Fragmentos de datos de etiquetado de ubicaciones:
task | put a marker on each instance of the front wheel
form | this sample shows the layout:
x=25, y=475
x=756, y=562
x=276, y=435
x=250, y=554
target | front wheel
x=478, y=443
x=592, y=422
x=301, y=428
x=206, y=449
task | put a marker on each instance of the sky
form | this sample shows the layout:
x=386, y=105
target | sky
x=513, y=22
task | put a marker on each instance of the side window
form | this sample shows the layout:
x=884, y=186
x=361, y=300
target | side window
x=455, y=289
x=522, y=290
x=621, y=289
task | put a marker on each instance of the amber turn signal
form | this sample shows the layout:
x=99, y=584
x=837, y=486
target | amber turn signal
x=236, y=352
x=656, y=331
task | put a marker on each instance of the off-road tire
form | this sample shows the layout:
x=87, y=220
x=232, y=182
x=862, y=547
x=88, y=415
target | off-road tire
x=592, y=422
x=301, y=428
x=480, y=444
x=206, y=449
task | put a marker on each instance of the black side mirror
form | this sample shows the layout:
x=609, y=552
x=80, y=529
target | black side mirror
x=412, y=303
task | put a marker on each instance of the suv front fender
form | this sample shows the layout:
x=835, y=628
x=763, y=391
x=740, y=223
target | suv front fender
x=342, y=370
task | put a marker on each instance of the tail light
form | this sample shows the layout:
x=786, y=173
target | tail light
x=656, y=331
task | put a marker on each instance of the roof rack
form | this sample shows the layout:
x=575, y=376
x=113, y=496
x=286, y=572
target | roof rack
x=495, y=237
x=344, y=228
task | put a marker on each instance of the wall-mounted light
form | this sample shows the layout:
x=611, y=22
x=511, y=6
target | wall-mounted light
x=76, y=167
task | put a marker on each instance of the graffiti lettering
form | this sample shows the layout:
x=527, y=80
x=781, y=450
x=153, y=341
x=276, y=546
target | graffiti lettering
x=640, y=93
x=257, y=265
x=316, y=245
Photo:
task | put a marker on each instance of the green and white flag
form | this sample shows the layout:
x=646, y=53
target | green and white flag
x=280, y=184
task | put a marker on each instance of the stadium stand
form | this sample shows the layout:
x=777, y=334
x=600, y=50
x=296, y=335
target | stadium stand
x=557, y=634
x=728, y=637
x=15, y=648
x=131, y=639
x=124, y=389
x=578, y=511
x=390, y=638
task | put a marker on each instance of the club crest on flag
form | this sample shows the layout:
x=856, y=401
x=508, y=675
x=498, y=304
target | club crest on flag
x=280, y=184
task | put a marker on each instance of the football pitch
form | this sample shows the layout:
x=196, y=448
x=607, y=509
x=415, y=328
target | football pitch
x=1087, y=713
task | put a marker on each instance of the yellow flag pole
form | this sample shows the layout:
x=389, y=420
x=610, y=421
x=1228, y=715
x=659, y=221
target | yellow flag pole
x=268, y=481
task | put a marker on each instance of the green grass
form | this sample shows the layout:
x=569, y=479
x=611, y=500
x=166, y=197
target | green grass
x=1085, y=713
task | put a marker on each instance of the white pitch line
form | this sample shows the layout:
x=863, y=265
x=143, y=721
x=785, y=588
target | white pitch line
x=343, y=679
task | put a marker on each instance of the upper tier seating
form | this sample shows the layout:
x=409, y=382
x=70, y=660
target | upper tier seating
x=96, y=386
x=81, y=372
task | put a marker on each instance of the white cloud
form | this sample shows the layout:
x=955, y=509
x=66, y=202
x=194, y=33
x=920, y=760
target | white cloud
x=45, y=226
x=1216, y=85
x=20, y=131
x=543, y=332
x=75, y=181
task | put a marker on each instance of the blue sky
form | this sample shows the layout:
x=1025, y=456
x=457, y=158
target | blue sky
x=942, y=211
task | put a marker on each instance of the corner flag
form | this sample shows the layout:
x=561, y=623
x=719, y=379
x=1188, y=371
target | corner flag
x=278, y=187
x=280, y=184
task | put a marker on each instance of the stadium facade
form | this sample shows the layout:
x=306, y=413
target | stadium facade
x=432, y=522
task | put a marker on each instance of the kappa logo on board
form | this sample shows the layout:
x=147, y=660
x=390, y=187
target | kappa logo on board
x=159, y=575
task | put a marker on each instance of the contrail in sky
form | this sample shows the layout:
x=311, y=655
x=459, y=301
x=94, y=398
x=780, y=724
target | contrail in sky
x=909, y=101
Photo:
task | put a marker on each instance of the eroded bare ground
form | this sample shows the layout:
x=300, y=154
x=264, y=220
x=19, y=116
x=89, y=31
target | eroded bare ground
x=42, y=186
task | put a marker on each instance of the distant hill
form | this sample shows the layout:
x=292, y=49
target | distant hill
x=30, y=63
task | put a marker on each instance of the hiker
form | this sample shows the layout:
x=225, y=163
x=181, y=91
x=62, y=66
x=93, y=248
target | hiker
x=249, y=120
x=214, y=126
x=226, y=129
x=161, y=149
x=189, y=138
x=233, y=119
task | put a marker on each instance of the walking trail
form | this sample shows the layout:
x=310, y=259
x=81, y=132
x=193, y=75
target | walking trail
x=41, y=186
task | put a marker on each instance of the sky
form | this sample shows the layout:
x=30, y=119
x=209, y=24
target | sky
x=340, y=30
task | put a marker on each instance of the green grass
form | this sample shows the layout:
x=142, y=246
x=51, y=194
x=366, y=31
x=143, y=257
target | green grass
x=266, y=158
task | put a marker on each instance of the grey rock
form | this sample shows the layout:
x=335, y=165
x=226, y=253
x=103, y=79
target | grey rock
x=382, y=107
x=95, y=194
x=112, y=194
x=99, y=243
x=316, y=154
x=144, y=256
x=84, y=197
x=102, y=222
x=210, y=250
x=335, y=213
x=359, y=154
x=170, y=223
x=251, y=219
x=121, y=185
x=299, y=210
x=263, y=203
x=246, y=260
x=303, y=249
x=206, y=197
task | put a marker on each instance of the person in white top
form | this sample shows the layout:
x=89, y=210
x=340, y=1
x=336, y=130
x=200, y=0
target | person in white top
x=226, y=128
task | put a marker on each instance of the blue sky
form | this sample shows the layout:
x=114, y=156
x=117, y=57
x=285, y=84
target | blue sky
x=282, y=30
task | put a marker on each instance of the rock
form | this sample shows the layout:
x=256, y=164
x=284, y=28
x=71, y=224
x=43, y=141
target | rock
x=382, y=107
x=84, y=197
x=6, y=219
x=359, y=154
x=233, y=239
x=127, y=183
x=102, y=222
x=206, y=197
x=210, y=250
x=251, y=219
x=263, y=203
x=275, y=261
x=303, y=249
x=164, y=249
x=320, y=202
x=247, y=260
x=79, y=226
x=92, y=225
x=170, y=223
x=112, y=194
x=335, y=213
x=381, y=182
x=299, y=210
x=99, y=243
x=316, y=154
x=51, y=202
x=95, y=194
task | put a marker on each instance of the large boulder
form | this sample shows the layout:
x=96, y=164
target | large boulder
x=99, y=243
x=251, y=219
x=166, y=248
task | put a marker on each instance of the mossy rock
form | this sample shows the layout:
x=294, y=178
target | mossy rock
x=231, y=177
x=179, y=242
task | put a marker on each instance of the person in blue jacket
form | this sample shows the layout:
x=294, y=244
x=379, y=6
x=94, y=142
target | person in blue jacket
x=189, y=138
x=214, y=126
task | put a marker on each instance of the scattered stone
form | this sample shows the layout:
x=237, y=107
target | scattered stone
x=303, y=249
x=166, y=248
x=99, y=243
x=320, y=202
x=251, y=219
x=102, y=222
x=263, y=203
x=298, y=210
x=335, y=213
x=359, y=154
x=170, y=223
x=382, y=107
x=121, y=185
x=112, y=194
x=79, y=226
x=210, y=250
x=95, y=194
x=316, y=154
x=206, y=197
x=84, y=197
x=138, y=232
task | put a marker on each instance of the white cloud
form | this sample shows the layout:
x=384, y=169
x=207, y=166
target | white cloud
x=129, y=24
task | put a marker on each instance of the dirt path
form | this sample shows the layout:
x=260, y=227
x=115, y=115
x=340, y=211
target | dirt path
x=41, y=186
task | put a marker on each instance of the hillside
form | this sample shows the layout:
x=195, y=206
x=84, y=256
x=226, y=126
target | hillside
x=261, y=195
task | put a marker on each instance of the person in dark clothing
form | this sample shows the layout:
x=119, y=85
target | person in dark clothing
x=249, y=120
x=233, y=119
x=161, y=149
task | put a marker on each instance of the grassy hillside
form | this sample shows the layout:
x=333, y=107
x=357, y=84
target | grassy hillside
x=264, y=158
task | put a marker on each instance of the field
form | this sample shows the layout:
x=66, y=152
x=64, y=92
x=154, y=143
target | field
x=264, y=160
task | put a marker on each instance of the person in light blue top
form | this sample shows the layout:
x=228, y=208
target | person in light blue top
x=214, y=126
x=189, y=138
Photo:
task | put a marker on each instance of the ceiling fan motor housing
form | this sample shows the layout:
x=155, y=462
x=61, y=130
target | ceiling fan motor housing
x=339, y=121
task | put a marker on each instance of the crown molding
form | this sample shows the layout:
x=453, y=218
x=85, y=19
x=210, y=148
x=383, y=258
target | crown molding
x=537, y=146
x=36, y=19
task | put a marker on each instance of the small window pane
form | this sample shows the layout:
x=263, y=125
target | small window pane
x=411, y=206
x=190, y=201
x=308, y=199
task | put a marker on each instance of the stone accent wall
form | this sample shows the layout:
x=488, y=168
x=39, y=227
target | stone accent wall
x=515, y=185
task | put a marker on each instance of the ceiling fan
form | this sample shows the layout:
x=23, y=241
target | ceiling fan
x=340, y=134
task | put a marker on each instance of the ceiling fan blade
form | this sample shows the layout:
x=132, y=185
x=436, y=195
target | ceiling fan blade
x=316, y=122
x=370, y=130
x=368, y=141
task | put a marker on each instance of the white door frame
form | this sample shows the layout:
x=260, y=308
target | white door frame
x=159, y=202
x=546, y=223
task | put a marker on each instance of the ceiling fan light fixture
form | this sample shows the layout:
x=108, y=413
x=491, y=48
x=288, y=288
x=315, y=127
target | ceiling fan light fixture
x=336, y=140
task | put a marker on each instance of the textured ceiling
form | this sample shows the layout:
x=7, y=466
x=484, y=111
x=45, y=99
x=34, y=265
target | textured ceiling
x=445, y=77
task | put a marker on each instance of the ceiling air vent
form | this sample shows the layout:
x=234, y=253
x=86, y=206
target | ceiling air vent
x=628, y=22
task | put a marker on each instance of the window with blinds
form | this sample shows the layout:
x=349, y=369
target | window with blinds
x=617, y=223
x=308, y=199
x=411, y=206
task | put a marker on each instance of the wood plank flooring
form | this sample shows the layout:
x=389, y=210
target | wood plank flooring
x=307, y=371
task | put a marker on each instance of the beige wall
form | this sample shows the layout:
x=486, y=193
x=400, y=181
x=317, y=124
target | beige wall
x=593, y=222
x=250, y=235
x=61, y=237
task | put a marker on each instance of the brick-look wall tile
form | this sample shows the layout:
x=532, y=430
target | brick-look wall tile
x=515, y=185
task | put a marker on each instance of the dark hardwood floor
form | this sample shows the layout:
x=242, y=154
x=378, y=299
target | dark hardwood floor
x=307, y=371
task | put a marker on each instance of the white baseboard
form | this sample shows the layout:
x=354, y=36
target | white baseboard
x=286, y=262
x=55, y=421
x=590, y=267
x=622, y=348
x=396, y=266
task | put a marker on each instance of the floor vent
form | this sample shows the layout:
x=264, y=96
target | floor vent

→ **Qué se pide**: Copia los registros que empiezan en la línea que contiene "task | put a marker on each instance of the floor" y terminan al final de los registros, con ambos extremos incluidos, y cambia "sample" por "example". Deja todo lo demás igual y devuelve solo esas líneas.

→ **Resultado**:
task | put a marker on each instance of the floor vent
form | this example shows the layout:
x=264, y=96
target | floor vent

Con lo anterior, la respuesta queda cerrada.